#### Instruction a
Collect every line of the entries below that contains the string "wall", matching case exactly.

#### Text

------------------------------------

1) My idea is to identify PDF files using the logo in a PDF file. (is that a bad idea? why?)
2) Is there a good / easy way to do this?
3) Can a image comparison take a long time?
the logo I am looking at now has the size 510 x 227 pixels and the logo library has about 50 logos - created in the same way (the images should be identical - I think)
To select the logo in the PDF file, which I want to compare with the logo library.
I intend to use the program pdftoimage.exe something like pdftoimage inputfile.pdf pdflogo.png and then compare with the logos stored in the image library.
Compare the logotype(image) in PDF-files with an original image
Re: Compare the logotype(image) in PDF-files with an original image
If your PDF file has nothing but the logo, then you could just examine the MD5 hash value of the file, and map that back to your image library.

------------------------------------

#### Data provided

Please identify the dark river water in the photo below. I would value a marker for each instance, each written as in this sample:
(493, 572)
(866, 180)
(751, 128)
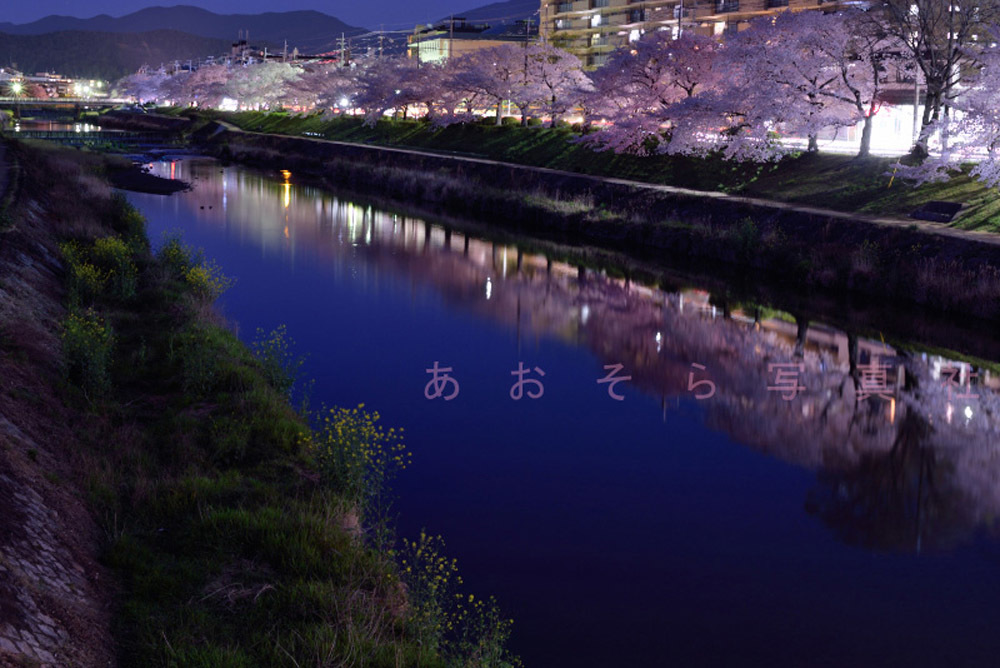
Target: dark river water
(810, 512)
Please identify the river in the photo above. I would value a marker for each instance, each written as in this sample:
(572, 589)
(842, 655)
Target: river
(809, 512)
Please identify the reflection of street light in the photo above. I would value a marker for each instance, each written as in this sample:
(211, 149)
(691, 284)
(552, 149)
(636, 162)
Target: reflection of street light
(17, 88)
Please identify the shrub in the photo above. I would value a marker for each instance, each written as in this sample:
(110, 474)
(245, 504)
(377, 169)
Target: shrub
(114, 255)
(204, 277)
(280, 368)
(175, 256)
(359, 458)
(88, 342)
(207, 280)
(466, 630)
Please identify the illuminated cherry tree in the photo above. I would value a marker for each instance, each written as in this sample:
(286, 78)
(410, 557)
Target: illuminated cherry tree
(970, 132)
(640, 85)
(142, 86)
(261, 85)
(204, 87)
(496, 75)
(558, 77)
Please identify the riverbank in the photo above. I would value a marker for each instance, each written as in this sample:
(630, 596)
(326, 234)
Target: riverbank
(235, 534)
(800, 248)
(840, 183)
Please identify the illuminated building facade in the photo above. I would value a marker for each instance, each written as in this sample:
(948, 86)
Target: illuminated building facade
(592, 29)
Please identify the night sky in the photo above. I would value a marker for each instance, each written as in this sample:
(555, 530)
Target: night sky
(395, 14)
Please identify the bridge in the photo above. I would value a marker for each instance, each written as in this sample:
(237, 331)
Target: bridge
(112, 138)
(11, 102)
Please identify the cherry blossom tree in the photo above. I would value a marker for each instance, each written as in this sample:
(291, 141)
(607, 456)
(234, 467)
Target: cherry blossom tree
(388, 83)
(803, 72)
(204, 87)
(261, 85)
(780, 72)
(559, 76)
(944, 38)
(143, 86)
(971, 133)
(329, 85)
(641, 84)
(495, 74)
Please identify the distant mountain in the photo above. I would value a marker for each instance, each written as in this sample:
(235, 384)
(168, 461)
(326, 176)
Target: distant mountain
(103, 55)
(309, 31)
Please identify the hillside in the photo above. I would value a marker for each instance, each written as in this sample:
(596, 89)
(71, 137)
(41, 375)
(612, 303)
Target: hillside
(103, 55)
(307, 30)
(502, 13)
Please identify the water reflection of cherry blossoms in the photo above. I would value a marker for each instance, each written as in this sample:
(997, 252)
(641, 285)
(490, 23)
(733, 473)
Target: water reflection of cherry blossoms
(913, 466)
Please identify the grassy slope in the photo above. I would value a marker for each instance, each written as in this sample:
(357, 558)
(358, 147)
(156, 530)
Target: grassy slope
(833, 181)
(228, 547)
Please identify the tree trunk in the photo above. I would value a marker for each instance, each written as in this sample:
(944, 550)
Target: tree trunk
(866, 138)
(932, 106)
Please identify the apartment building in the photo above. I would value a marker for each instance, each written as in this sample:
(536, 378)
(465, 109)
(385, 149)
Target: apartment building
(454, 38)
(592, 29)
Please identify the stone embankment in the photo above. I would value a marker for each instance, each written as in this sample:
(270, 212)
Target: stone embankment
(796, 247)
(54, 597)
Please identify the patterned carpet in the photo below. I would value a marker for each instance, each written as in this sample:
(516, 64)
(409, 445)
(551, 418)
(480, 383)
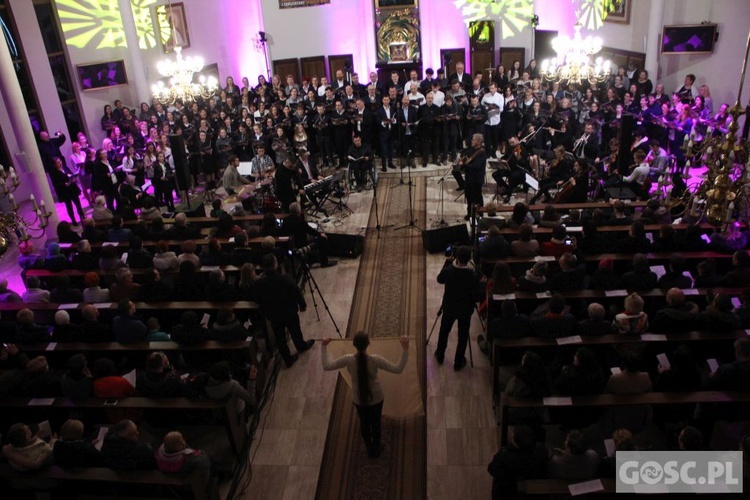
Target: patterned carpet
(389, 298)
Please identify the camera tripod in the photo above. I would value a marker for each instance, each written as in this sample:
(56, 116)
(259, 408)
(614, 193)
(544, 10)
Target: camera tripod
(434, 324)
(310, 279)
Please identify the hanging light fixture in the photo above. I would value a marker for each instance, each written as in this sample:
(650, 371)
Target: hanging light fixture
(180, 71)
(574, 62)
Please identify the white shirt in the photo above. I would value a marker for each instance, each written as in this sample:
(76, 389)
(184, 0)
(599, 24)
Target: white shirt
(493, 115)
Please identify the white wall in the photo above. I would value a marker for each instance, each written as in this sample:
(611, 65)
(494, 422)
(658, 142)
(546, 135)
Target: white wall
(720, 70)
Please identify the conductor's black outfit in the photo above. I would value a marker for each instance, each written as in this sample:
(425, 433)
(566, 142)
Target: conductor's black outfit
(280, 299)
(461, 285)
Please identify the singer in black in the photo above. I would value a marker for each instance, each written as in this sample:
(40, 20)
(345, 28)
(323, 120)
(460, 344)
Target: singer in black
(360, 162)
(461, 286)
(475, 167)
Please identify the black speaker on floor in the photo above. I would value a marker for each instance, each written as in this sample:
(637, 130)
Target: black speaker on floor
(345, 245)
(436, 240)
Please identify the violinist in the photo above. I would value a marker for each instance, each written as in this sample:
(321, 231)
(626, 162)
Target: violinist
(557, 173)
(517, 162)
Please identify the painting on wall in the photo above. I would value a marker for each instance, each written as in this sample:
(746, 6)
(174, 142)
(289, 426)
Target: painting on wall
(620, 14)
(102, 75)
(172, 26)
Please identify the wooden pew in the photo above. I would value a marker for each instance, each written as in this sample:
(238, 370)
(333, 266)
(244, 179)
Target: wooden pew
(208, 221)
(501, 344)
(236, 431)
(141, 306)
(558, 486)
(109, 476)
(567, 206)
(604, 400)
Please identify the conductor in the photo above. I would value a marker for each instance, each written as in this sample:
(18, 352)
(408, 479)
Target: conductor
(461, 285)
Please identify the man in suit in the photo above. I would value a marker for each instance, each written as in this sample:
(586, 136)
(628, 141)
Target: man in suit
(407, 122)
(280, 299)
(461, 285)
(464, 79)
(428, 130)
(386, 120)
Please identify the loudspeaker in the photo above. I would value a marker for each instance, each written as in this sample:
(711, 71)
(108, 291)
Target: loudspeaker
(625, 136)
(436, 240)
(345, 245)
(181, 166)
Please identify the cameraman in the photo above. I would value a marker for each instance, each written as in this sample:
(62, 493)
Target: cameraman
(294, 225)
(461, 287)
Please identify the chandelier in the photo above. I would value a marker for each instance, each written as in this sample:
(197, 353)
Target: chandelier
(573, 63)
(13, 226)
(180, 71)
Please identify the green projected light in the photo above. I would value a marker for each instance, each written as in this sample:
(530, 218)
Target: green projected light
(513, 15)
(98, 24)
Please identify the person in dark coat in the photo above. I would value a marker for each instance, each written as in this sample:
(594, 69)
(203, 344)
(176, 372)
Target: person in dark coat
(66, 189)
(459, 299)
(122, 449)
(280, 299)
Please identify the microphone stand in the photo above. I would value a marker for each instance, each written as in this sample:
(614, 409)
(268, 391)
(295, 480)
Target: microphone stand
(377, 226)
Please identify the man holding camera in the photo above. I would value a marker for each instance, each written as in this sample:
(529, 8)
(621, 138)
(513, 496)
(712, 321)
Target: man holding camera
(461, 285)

------------------------------------

#### Instruction b
Continue the forum thread about comparing logos in PDF files from where it stops.

#### Reply a
Please identify the white wall in the photo above. I would value a marker for each instance, each written as in this sample:
Target: white wall
Please identify the painting on wall in the photo above. I would value a marker for each instance, each written as in this sample:
Target: painting on wall

#### Reply b
Code: Select all
file = [full path to PDF file]
MsgBox, 64, MD5, % md5(file)
ExitApp
md5(file) {
If !FileExist(file)
Return
Static out := TEMP "\md5.tmp"
RunWait, %ComSpec% /c "%WINDIR%\System32\certutil.exe -hashfile %file% MD5 >%out%",, Hide
FileReadLine, line, %out%, 2
FileRecycle, %out%
Return line
}
Re: Compare the logotype(image) in PDF-files with an original image
Something I missed?
No, the PDF file also has text.
But, the program pdftoimage.exe is only save the image from the PDF-file.
(Right now I don't know what happens if the PDF-file has many images)
As I said before - pdftoimage inputfile.pdf pdflogo.png (from CMD-prompt) is create an image (with the logo)
Then I want to compare pdflogo.png with Logo1.png, Logo2.png, Logo3.png ... etc.
If that two Images is equal - Then I know which logo is in the PDF file. (and which company the logo belongs.)
No, the PDF file also has text.
But, the program pdftoimage.exe is only save the image from the PDF-file.
(Right now I don't know what happens if the PDF-file has many images)
As I said before - pdftoimage inputfile.pdf pdflogo.png (from CMD-prompt) is create an image (with the logo)
Then I want to compare pdflogo.png with Logo1.png, Logo2.png, Logo3.png ... etc.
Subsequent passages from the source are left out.